Question de Mme GONTHIER-MAURIN Brigitte (Hauts-de-Seine - CRC-SPG) publiée le 10/03/2011

Mme Brigitte Gonthier-Maurin interroge M. le ministre du travail, de l'emploi et de la santé sur le statut juridique de Pôle emploi.

L'institution mentionnée à l'article L. 5312-1 du code du travail, à savoir Pôle emploi, figure à l'annexe du décret n°84-38 du 18 janvier 1984 fixant la liste des établissements publics de l'État à caractère administratif prévue au 2° de l'article 3 de la loi n° 84-16 du 11 janvier 1984.

» **Extraits de données**:
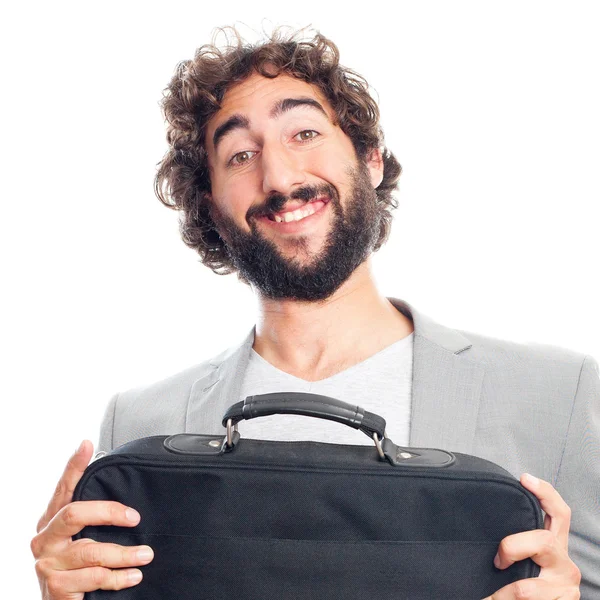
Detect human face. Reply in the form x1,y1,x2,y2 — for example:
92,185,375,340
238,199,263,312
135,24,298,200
206,74,381,300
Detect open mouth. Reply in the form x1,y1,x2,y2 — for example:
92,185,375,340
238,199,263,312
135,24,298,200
267,196,329,223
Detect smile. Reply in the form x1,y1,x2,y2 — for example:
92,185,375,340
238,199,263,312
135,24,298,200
269,200,327,223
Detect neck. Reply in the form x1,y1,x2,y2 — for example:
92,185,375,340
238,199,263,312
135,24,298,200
253,258,414,381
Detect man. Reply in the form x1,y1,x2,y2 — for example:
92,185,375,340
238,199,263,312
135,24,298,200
32,27,600,600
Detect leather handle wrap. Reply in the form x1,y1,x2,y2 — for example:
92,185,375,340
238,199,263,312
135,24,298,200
223,392,385,439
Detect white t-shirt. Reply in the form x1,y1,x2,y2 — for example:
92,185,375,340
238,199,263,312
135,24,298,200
239,333,414,446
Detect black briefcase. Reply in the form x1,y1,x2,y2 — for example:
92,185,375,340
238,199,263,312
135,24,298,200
73,393,543,600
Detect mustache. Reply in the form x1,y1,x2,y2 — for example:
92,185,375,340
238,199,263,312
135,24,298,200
247,184,337,218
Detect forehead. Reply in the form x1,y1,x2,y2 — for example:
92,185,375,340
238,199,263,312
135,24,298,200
206,73,335,140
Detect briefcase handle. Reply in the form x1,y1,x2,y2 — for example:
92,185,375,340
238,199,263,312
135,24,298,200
223,392,385,449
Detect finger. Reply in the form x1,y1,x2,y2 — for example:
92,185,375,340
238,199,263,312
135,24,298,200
37,440,94,533
46,567,142,598
494,529,571,571
521,473,571,549
484,577,575,600
40,500,141,543
41,539,154,572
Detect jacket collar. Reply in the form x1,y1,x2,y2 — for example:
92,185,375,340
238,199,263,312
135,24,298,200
186,298,485,453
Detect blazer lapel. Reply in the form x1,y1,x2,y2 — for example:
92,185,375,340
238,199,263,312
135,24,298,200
185,327,254,435
389,298,485,454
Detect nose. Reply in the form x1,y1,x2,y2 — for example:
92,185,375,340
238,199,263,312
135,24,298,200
262,144,306,196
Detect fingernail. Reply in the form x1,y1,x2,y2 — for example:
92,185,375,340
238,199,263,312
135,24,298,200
136,546,154,562
524,473,540,486
127,569,142,583
125,508,141,523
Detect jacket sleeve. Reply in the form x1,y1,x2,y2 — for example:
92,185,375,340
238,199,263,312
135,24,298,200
555,356,600,600
96,394,119,452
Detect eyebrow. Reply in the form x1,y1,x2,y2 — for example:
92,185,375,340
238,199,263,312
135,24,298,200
213,97,329,152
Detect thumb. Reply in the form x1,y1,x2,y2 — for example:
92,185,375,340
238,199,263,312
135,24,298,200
37,440,94,533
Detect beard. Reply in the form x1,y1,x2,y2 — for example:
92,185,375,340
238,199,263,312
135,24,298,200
210,160,382,302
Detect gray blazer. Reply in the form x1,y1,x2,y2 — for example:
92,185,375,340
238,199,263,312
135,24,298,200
99,298,600,599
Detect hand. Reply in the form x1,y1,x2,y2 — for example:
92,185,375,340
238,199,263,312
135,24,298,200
484,473,581,600
31,440,154,600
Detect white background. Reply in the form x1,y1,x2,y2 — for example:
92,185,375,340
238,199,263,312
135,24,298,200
0,0,600,598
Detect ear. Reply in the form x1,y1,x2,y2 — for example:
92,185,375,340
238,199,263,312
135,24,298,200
367,148,383,188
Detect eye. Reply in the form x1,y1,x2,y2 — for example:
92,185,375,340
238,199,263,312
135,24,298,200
294,129,321,142
229,150,256,167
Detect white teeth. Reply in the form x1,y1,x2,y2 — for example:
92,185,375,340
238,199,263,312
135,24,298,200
273,206,315,223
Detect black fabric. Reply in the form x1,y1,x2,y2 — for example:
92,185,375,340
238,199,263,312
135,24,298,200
74,436,542,600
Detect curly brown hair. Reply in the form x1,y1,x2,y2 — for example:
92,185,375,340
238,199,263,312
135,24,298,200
154,27,402,275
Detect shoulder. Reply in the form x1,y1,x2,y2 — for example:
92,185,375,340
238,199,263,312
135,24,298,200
460,331,597,408
460,331,586,369
100,338,248,450
117,340,236,408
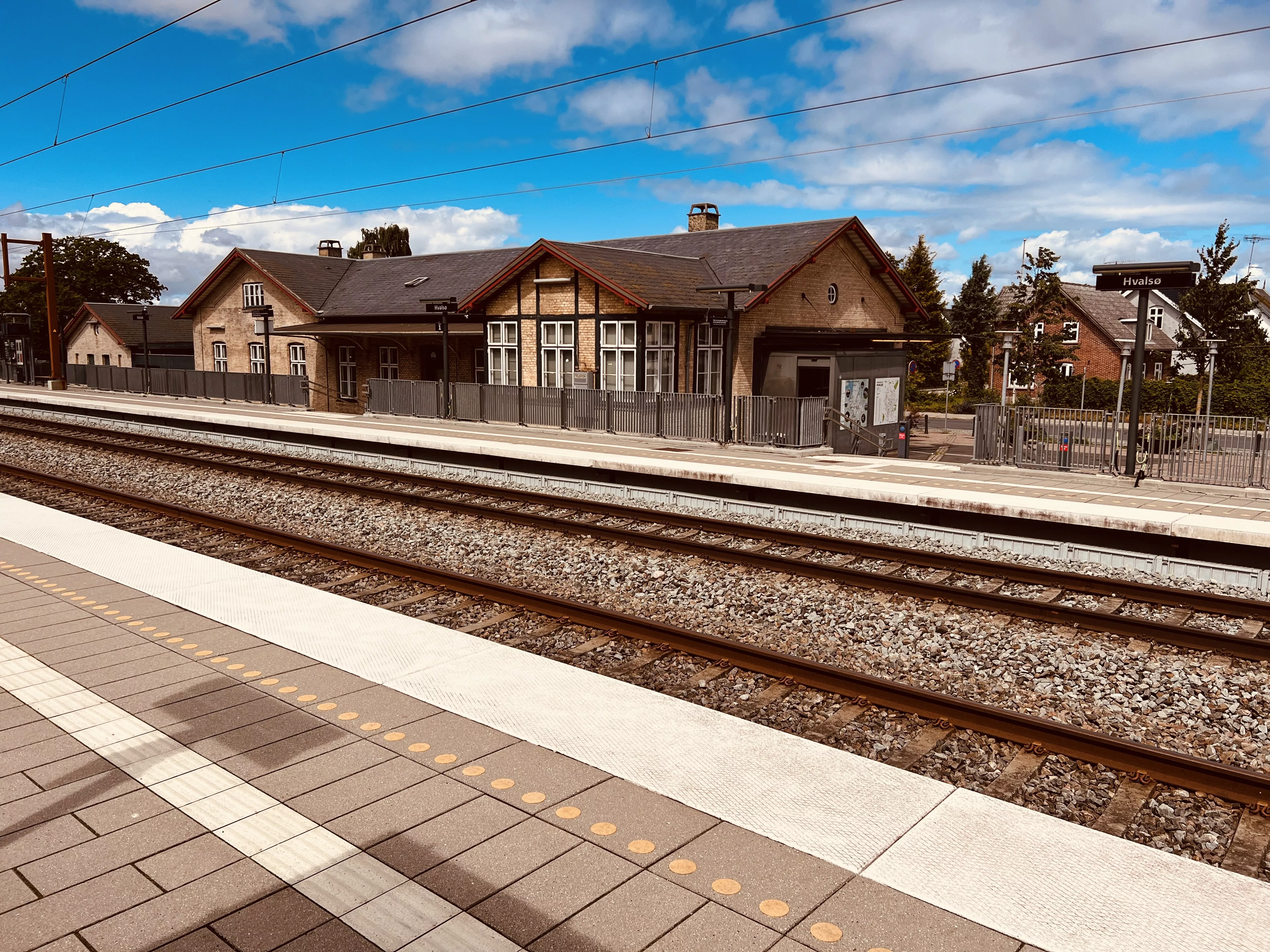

» **Travail demandé**:
1. Répondez aux questions suivantes à partir du texte de référence.
(a) À quelle date la question a-t-elle été publiée ?
(b) Quel ministre Mme Brigitte Gonthier-Maurin interroge-t-elle ?
(c) De quel jour date le décret n°84-38 ?
2. Recopiez le passage du texte de référence compris entre « Mme Brigitte Gonthier-Maurin » et « 11 janvier 1984. », ces deux bornes incluses.

» **Corrigés dans l'ordre**:
1.
(a) Le 10/03/2011.
(b) Le ministre du travail, de l'emploi et de la santé.
(c) Du 18 janvier 1984.

2.
Mme Brigitte Gonthier-Maurin interroge M. le ministre du travail, de l'emploi et de la santé sur le statut juridique de Pôle emploi.

L'institution mentionnée à l'article L. 5312-1 du code du travail, à savoir Pôle emploi, figure à l'annexe du décret n°84-38 du 18 janvier 1984 fixant la liste des établissements publics de l'État à caractère administratif prévue au 2° de l'article 3 de la loi n° 84-16 du 11 janvier 1984.